[ASSIGNMENT A] Decide whether each statement agrees with the passage on Pandanus tectorius below. Answer yes or no for each, and quote the passage's deciding words exactly. (i) Pandanus tectorius is more drought tolerant than coconut trees. (ii) In Hawaii, the species is native on every main island, Kahoʻolawe included. (iii) The species tolerates shade above 70%.
[ASSIGNMENT B] Reproduce word for word the part of the passage on Pandanus tectorius below that opens with the words containing "Pandanus tectorius is" and closes with "other Pandanus species.".
[ASSIGNMENT C] According to the passage on Pandanus tectorius below, what soil pH does the species favor?

[PROVIDED PASSAGE]
In Australia, it is native to an area from Port Macquarie in New South Wales to northern Queensland. Both the US and the Hawaiian Islands recognize only one indigenous species, P. tectorius. Its exact native range is unknown due to extensive cultivation; it may be an early Polynesian introduction to many of the more isolated Pacific islands on which it occurs. These islands include Micronesia and Melanesia. In Hawaii, P. tectorius is found natively on all the main islands except Kahoʻolawe, and it is known to have predated human settlement, based on seed and pollen samples taken from Kauaʻi's Makauwahi Cave.

Pandanus tectorius naturally grows in coastal regions, such as on mangrove margins and beaches, at elevations from sea level to 610 m. It requires 1500–4000 mm of annual rainfall and seasons will fluctuate from wet to dry.

Pandanus tectorius is considered more drought tolerant than coconut trees. The trees have adapted to drought by reducing fruiting. Thatch Screwpine is well adapted to grow in the many soil types present on coasts, including quartz sand, coral sand, and peat, as well as in limestone and basalt. P. tectorius is salt and wind tolerant and favors slightly acidic to basic soil (pH of 6–10). The trees are strong and can typically withstand tropical storms. It prefers to grow in full sunlight, but grows well with 30-50% shade. It will not tolerate shade above 70%.

==Ecology==
There are a wide range of natural enemies that pose a threat to P. tectorius such as parasites, pathogens, and herbivores. They attack the leaves, roots, stems, and growing points. The stick insect Megacrania batesii lives and feeds only on P. tectorius and two other Pandanus species.

[SOURCE INFORMATION]
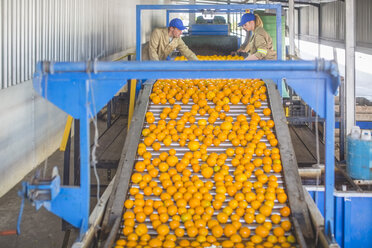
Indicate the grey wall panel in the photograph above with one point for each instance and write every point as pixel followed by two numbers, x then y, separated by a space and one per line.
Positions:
pixel 66 30
pixel 364 22
pixel 30 127
pixel 332 22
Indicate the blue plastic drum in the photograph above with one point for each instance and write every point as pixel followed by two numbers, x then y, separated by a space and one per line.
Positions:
pixel 359 159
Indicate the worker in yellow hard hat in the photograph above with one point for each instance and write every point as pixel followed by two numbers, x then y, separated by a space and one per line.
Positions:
pixel 164 41
pixel 260 44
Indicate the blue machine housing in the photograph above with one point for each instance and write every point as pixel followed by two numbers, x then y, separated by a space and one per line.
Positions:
pixel 353 217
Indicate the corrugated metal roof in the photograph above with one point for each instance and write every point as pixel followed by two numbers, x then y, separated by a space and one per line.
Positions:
pixel 332 18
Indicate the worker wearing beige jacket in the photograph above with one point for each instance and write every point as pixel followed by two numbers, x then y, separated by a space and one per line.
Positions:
pixel 260 44
pixel 164 41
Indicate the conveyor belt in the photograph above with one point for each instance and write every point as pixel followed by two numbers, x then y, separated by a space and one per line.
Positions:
pixel 235 110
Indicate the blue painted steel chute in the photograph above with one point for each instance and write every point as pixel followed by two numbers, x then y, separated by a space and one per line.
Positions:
pixel 82 89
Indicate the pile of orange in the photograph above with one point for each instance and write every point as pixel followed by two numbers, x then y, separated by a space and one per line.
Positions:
pixel 213 57
pixel 222 187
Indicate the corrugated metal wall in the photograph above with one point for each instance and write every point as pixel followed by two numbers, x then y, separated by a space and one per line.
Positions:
pixel 332 18
pixel 63 30
pixel 332 24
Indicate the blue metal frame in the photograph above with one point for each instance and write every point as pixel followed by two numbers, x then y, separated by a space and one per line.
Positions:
pixel 219 8
pixel 353 217
pixel 82 89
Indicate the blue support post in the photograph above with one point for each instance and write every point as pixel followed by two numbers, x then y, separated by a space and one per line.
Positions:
pixel 85 154
pixel 329 160
pixel 347 222
pixel 167 20
pixel 279 33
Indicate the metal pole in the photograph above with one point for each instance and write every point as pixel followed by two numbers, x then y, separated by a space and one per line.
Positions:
pixel 138 34
pixel 85 156
pixel 279 33
pixel 329 164
pixel 76 152
pixel 291 28
pixel 191 14
pixel 167 18
pixel 132 97
pixel 109 114
pixel 349 96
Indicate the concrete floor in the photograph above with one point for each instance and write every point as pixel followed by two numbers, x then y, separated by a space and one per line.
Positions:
pixel 40 228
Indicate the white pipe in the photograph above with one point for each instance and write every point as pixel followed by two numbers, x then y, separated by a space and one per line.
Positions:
pixel 350 64
pixel 291 27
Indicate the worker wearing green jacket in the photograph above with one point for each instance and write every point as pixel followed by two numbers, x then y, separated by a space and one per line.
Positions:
pixel 164 41
pixel 260 44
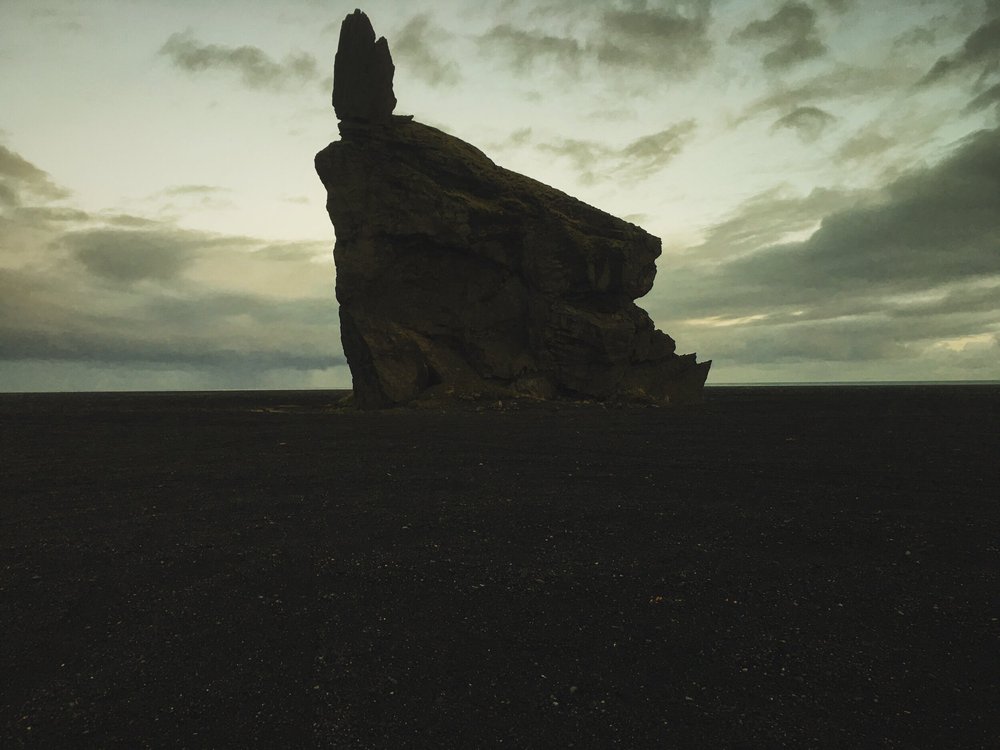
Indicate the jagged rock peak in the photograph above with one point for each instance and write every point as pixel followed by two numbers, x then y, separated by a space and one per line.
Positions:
pixel 362 73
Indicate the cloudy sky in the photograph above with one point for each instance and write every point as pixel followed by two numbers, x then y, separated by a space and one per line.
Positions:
pixel 824 174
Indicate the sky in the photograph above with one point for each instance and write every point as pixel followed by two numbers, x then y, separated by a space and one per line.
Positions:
pixel 824 175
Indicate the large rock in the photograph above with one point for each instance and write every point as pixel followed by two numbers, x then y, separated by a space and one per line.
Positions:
pixel 457 277
pixel 362 73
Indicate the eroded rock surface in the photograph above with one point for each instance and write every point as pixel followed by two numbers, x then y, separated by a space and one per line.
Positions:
pixel 362 73
pixel 456 277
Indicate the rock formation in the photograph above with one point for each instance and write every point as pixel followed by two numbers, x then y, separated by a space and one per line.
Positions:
pixel 456 277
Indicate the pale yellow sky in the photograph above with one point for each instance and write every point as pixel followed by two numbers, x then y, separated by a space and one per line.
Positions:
pixel 809 165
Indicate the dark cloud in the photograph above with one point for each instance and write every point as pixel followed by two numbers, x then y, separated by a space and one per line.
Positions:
pixel 256 68
pixel 524 48
pixel 419 43
pixel 981 51
pixel 839 6
pixel 808 122
pixel 41 320
pixel 18 175
pixel 841 82
pixel 127 256
pixel 637 160
pixel 936 225
pixel 932 227
pixel 986 99
pixel 640 38
pixel 766 219
pixel 659 39
pixel 865 144
pixel 910 273
pixel 793 29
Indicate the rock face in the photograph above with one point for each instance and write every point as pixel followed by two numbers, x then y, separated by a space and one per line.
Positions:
pixel 456 277
pixel 362 73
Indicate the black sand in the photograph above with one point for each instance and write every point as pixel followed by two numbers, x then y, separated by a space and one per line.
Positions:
pixel 804 567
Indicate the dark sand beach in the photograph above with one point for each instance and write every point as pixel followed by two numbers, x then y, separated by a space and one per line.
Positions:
pixel 778 567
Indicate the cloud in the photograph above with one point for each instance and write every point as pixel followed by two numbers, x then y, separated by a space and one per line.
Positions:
pixel 639 39
pixel 256 68
pixel 132 255
pixel 793 29
pixel 986 99
pixel 194 190
pixel 767 219
pixel 419 44
pixel 136 302
pixel 637 160
pixel 839 6
pixel 864 144
pixel 981 49
pixel 907 274
pixel 808 122
pixel 18 175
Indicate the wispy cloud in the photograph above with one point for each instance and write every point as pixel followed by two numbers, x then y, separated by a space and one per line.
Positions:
pixel 119 292
pixel 419 43
pixel 808 122
pixel 19 176
pixel 889 275
pixel 981 50
pixel 792 30
pixel 637 160
pixel 640 39
pixel 257 69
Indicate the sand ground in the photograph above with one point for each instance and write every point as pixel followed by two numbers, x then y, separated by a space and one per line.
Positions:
pixel 779 567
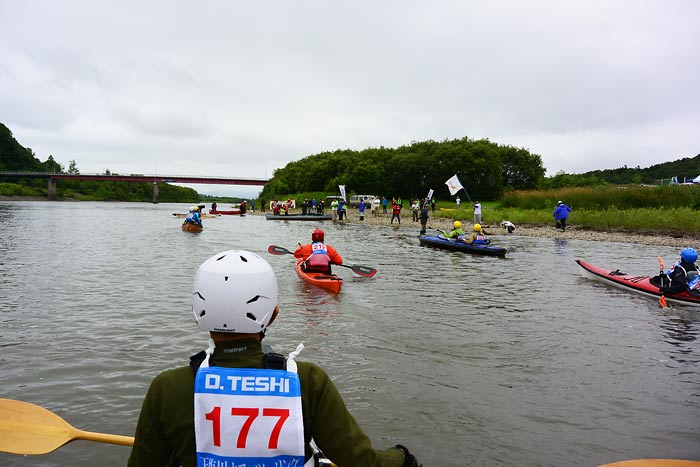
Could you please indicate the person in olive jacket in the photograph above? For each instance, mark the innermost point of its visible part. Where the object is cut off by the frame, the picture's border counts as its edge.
(235, 299)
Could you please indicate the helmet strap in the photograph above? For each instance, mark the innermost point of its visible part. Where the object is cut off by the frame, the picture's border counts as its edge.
(209, 352)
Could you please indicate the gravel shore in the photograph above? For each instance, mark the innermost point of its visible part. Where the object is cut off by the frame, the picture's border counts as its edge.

[TASK OUTPUT A]
(i) Yes: "Pandanus tectorius is considered more drought tolerant than coconut trees."
(ii) No: "P. tectorius is found natively on all the main islands except Kahoʻolawe"
(iii) No: "It will not tolerate shade above 70%."

[TASK OUTPUT B]
Pandanus tectorius is considered more drought tolerant than coconut trees. The trees have adapted to drought by reducing fruiting. Thatch Screwpine is well adapted to grow in the many soil types present on coasts, including quartz sand, coral sand, and peat, as well as in limestone and basalt. P. tectorius is salt and wind tolerant and favors slightly acidic to basic soil (pH of 6–10). The trees are strong and can typically withstand tropical storms. It prefers to grow in full sunlight, but grows well with 30-50% shade. It will not tolerate shade above 70%.

==Ecology==
There are a wide range of natural enemies that pose a threat to P. tectorius such as parasites, pathogens, and herbivores. They attack the leaves, roots, stems, and growing points. The stick insect Megacrania batesii lives and feeds only on P. tectorius and two other Pandanus species.

[TASK OUTPUT C] Slightly acidic to basic soil, with a pH of 6–10.